# start of PAGE EXTRACT
The clean roles intentionally keep the CATE surface focused and exclude future information. Later pitfall examples will violate this design to show what can go wrong.

Train-Test Split

We split once and reuse the same rows across the clean analysis and pitfall examples. This makes comparisons easier to interpret.

train_df, test_df = train_test_split(
    data,
    test_size=TEST_SIZE,
    random_state=RANDOM_STATE,
    stratify=data["treatment"],
)
train_df = train_df.reset_index(drop=True)
test_df = test_df.reset_index(drop=True)

split_summary = pd.DataFrame(
    {
        "split": ["train", "test"],
        "rows": [len(train_df), len(test_df)],
        "treatment_rate": [train_df["treatment"].mean(), test_df["treatment"].mean()],
        "mean_outcome": [train_df["outcome"].mean(), test_df["outcome"].mean()],
        "mean_true_cate": [train_df["true_cate"].mean(), test_df["true_cate"].mean()],
    }
)
# end of PAGE EXTRACT
# start of MATERIAL
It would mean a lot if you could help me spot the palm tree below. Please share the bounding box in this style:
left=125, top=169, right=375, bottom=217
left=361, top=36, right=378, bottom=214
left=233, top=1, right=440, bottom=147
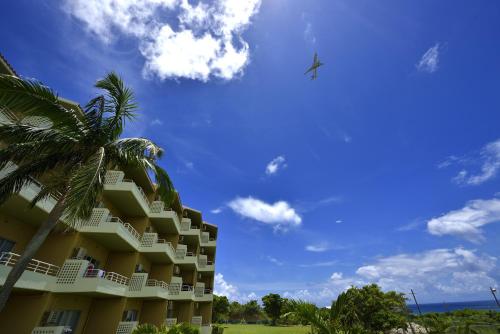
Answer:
left=0, top=73, right=175, bottom=311
left=284, top=293, right=362, bottom=334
# end of MATERIAL
**STATED TASK**
Please write out the train-test split extract word for word, from "We split once" to "test_df = test_df.reset_index(drop=True)".

**REPLY TO THE TASK**
We split once and reuse the same rows across the clean analysis and pitfall examples. This makes comparisons easier to interpret.

train_df, test_df = train_test_split(
    data,
    test_size=TEST_SIZE,
    random_state=RANDOM_STATE,
    stratify=data["treatment"],
)
train_df = train_df.reset_index(drop=True)
test_df = test_df.reset_index(drop=True)